───── Passage ─────
Have you conducted any on- or off-campus research? 

I have worked in three different laboratories since first attending college, two on campus and one off.

My first research position was under Dr. Alison B. Flatau in the Department of Aerospace Engineering. In her laboratory, I worked with Dr. Suok-Min Na to better understand the abnormal grain growth of an iron-gallium alloy to improve its magnetostrictive properties for use in sensors. Magnetostrictive means that the material is strained when introduced to a magnet. I helped prepare samples for the electron microscope and tested the strain of the material as it came closer to a magnet.

My second position was in an REU [Research Experiences for Undergraduates] program over the summer at Lehigh University. I worked under Dmytro Savytskyy on a project sponsored by the National Science Foundation and the International Materials Institute for New Functionality in Glass. I studied the effects of laser-induced crystallization on SbSI glass using various analytical methods to determine the composition of the produced crystals, and whether it was single crystal or polycrystalline.

My third and current position is under [MSE professor] Dr. Eric Wachsman at the University of Maryland Energy Research Center. I have been conducting research in increasing the efficiency of the electrolyte and contact layer for solid oxide fuel cells, which use the movement of oxygen ions across the electrolyte to generate electricity. I have made ceramic powders and inks from these powders, and tested the material properties for the electrolyte and contact layers.

How has your research affected your undergraduate experience or plans for the future?

My research experiences have helped me in my classes as well as in receiving offers for summer positions. I have gained experience on many analytical devices, such as the scanning electron microscope, and in x-ray powder diffraction, which has helped me in my materials laboratory classes. While I have conducted research in metals, glass, and ceramics, I still do not have a specific focus that I plan on pursuing in the future. I know I would like to do research near the product end of development instead of pure scientific research. I hope that future positions will help me narrow my focus as I move into my senior year.

What has been your favorite class, and why?
───── Dataset entries ─────
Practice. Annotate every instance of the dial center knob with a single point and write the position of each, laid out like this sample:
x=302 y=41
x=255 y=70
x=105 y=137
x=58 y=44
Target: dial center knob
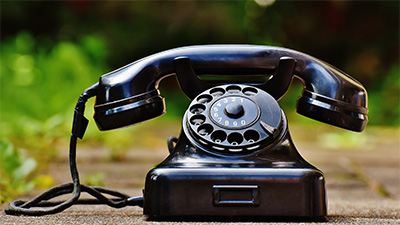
x=234 y=110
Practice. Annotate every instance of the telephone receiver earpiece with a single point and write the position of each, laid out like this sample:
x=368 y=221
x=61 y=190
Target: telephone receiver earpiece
x=130 y=94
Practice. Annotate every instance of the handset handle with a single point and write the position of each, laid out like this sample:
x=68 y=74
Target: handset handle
x=330 y=95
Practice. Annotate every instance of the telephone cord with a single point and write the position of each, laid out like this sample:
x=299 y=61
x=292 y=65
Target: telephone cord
x=119 y=200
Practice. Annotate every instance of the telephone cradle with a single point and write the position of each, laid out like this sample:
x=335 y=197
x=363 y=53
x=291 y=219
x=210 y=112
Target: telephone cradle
x=234 y=156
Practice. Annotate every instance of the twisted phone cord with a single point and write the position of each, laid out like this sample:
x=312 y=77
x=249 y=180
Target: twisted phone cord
x=19 y=207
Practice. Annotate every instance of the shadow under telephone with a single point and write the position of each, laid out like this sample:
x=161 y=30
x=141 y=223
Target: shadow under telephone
x=234 y=156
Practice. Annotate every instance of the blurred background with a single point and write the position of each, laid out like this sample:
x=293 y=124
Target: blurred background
x=52 y=51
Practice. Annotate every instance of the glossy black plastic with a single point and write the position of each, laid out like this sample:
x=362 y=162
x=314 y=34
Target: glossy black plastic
x=271 y=180
x=327 y=89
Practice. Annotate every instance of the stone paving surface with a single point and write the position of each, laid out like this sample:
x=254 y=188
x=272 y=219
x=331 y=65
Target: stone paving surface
x=362 y=183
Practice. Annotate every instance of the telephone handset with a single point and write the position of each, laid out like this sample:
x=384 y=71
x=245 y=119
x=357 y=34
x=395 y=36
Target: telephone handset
x=234 y=156
x=329 y=95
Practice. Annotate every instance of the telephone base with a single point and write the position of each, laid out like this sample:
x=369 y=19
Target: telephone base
x=235 y=192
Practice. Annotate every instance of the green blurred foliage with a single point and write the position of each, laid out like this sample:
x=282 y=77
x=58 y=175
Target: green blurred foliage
x=14 y=171
x=52 y=51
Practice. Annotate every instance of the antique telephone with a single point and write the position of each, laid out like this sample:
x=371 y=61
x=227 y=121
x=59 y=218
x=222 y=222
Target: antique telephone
x=234 y=156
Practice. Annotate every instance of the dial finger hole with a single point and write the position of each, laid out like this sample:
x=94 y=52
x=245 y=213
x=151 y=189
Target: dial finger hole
x=218 y=136
x=197 y=120
x=251 y=136
x=205 y=129
x=235 y=138
x=216 y=92
x=233 y=89
x=204 y=99
x=249 y=91
x=197 y=109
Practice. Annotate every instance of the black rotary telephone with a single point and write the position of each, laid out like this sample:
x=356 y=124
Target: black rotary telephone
x=234 y=156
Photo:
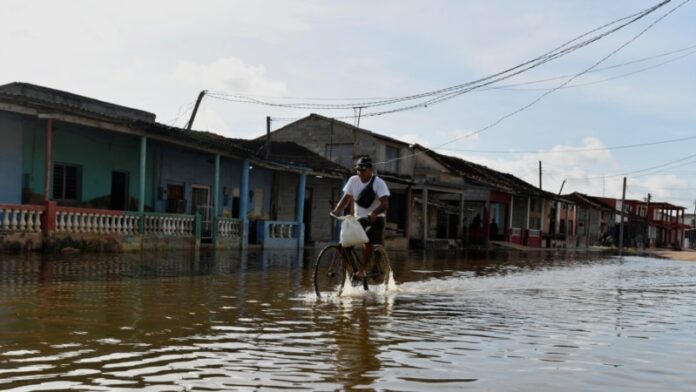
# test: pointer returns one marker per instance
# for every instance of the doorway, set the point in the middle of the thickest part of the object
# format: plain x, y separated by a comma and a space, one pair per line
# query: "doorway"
307, 214
200, 203
119, 191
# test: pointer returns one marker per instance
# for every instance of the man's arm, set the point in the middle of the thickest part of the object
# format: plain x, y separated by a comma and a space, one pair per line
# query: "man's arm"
345, 201
382, 207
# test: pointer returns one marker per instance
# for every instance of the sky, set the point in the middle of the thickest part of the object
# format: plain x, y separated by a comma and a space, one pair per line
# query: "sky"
158, 55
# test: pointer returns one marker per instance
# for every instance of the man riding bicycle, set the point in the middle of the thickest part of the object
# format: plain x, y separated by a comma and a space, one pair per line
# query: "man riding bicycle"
370, 197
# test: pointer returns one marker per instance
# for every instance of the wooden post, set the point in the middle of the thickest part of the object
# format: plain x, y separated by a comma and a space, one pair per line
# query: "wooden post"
299, 207
244, 202
425, 216
623, 208
460, 227
48, 155
267, 150
409, 212
216, 198
195, 109
141, 189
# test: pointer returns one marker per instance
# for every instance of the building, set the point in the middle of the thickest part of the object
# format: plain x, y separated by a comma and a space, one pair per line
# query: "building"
86, 173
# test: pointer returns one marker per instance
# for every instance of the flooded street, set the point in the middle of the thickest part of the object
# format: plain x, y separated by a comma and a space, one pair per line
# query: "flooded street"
230, 321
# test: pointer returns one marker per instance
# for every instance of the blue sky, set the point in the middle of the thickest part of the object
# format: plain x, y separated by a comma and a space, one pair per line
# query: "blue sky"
158, 55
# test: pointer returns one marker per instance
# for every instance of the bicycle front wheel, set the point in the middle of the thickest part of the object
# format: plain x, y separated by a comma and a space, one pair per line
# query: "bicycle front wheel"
329, 270
379, 269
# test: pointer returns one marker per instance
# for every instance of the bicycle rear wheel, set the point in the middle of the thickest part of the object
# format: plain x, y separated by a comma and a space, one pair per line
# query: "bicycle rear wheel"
329, 270
378, 270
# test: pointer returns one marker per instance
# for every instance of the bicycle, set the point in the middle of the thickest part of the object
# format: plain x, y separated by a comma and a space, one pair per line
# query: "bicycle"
335, 263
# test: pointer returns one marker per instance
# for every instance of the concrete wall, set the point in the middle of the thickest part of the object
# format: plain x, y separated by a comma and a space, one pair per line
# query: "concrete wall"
286, 195
181, 166
324, 193
10, 158
314, 133
96, 151
261, 185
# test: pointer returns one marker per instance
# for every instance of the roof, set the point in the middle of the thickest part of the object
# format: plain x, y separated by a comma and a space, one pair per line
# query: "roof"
315, 116
578, 198
291, 153
283, 154
51, 100
486, 176
199, 138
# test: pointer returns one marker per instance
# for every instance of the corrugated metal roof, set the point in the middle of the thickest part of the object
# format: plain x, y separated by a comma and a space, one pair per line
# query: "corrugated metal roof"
52, 100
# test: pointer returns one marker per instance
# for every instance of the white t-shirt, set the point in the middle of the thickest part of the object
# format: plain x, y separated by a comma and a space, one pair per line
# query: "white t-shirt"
354, 186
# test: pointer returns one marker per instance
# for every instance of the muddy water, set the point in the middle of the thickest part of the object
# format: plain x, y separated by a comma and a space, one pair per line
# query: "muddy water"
233, 321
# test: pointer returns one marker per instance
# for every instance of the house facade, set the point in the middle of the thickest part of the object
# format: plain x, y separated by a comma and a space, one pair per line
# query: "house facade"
341, 143
90, 174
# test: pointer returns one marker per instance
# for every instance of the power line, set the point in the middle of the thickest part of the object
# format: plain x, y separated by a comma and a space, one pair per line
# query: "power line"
511, 88
539, 98
647, 169
441, 95
574, 150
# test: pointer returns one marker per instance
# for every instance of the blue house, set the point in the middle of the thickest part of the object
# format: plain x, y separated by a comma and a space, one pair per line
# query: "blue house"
82, 170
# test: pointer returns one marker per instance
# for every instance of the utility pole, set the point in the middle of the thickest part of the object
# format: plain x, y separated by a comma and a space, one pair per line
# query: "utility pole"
195, 109
647, 221
541, 207
623, 208
267, 151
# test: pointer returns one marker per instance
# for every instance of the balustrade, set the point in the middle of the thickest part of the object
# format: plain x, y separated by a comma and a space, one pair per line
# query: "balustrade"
20, 219
169, 225
280, 229
229, 227
70, 221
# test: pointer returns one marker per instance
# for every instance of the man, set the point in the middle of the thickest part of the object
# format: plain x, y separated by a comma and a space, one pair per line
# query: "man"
370, 197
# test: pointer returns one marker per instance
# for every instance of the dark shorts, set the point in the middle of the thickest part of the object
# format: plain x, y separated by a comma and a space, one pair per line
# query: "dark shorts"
374, 229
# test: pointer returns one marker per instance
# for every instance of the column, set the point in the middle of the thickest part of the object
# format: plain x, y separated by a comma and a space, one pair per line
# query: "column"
425, 216
409, 212
48, 155
543, 215
299, 208
143, 165
141, 190
244, 202
460, 228
216, 197
337, 223
529, 209
512, 205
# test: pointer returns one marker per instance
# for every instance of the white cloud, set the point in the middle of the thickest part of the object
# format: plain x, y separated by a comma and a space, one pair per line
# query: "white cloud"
230, 75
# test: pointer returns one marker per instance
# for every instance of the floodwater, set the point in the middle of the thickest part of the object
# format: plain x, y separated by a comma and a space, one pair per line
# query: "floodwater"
455, 321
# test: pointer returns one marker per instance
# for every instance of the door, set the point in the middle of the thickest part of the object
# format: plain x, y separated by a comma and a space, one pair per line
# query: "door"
497, 216
200, 203
119, 191
307, 215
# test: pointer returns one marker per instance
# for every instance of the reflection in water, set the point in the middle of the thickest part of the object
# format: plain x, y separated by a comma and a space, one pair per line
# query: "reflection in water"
237, 320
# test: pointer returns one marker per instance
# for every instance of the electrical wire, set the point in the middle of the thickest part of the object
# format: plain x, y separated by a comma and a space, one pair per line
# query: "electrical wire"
548, 92
444, 94
574, 150
601, 80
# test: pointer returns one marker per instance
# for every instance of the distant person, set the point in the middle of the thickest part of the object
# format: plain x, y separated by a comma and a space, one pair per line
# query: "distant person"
494, 230
476, 222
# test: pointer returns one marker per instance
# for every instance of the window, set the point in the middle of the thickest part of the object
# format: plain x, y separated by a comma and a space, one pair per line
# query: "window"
392, 159
66, 182
340, 153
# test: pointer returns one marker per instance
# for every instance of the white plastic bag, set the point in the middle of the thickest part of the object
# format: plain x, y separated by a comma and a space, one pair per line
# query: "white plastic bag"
352, 233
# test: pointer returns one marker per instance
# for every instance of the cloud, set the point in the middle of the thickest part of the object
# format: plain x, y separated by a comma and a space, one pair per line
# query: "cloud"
230, 75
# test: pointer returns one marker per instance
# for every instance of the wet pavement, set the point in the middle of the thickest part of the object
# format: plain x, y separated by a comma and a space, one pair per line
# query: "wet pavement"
455, 321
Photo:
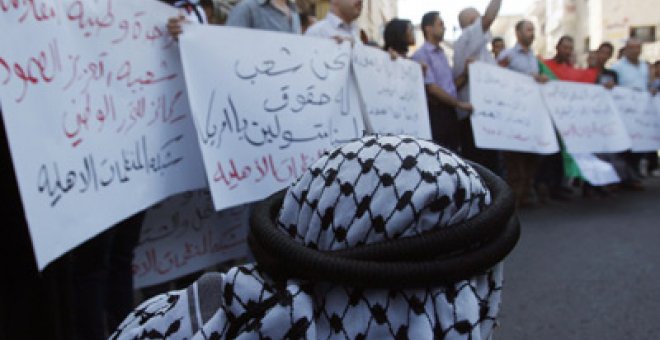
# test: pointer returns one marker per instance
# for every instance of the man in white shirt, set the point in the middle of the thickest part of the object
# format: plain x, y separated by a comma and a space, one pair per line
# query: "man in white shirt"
631, 71
634, 73
339, 23
471, 46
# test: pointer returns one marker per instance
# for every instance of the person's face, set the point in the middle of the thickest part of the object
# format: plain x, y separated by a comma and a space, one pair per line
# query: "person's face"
593, 60
565, 50
633, 50
410, 35
498, 47
526, 34
604, 54
438, 29
349, 10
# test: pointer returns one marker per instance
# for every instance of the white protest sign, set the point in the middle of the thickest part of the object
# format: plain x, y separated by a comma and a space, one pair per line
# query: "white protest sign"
97, 117
641, 115
393, 92
586, 117
185, 234
265, 108
509, 113
596, 171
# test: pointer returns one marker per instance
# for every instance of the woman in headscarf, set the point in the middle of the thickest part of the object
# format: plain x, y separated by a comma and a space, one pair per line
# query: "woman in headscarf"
384, 237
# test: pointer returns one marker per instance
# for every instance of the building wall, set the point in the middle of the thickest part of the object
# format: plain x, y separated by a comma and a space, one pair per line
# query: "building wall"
375, 14
592, 22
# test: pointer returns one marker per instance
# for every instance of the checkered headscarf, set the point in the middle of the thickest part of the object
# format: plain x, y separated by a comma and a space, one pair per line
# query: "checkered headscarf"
376, 189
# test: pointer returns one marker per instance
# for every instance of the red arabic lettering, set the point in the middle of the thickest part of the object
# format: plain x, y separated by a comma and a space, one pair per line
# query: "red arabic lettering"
76, 12
41, 68
167, 115
82, 119
281, 170
42, 13
4, 64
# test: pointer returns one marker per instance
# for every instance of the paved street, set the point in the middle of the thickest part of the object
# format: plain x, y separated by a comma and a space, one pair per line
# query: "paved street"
589, 269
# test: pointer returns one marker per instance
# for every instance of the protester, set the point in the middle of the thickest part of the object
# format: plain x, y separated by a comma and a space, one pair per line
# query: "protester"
307, 20
440, 88
606, 77
371, 270
339, 23
497, 46
552, 169
103, 279
472, 46
635, 74
655, 83
521, 166
399, 36
609, 78
271, 15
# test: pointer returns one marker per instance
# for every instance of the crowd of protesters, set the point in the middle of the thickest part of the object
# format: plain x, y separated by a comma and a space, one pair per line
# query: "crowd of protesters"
98, 289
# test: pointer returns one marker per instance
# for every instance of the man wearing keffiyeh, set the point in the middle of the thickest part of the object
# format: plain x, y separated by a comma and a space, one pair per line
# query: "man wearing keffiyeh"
384, 237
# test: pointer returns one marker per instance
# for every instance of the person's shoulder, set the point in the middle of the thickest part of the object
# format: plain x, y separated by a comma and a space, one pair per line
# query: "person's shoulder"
506, 53
618, 66
317, 29
247, 4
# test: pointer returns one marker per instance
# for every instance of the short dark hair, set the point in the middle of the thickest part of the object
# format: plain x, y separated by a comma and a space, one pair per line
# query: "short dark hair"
395, 35
429, 19
565, 38
520, 24
607, 44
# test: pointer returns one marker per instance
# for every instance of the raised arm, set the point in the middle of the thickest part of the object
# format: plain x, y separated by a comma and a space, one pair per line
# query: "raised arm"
491, 13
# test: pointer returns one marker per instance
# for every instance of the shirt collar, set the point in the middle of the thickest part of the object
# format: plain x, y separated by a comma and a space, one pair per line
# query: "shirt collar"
430, 47
266, 2
520, 49
336, 22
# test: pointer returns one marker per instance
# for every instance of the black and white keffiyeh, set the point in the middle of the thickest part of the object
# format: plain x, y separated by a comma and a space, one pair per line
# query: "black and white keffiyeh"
375, 190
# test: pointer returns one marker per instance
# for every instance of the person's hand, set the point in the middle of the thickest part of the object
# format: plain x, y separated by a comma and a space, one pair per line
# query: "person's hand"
425, 68
175, 26
393, 54
465, 106
340, 39
504, 62
541, 78
468, 61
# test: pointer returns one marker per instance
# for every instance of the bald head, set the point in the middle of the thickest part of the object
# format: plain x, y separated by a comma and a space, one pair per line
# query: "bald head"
633, 49
468, 16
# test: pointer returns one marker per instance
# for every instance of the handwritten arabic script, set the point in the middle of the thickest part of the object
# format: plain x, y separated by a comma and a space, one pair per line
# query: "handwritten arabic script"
509, 111
185, 234
95, 107
393, 92
641, 115
264, 112
586, 117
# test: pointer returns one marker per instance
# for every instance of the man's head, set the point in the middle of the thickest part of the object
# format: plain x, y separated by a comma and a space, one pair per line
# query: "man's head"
347, 10
433, 27
497, 46
605, 53
525, 33
468, 16
593, 59
564, 49
633, 49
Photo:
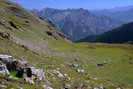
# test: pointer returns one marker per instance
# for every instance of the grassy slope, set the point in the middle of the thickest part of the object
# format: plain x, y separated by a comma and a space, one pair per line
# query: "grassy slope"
─────
■ Task set:
**A.** Translate this sentence from the undergraduate research text into Spanish: "Magnetostrictive means that the material is strained when introduced to a magnet."
**B.** Rewrite the undergraduate research text from "My second position" to "crystal or polycrystalline.", substituting "a partner university" for "Lehigh University".
**C.** According to the undergraduate research text, who sponsored the project under Dmytro Savytskyy?
The lines after the text are separate material with no connection to it.

■ Responses in order:
**A.** Magnetoestrictivo significa que el material se deforma cuando se expone a un imán.

**B.**
My second position was in an REU [Research Experiences for Undergraduates] program over the summer at a partner university. I worked under Dmytro Savytskyy on a project sponsored by the National Science Foundation and the International Materials Institute for New Functionality in Glass. I studied the effects of laser-induced crystallization on SbSI glass using various analytical methods to determine the composition of the produced crystals, and whether it was single crystal or polycrystalline.

**C.** The National Science Foundation and the International Materials Institute for New Functionality in Glass.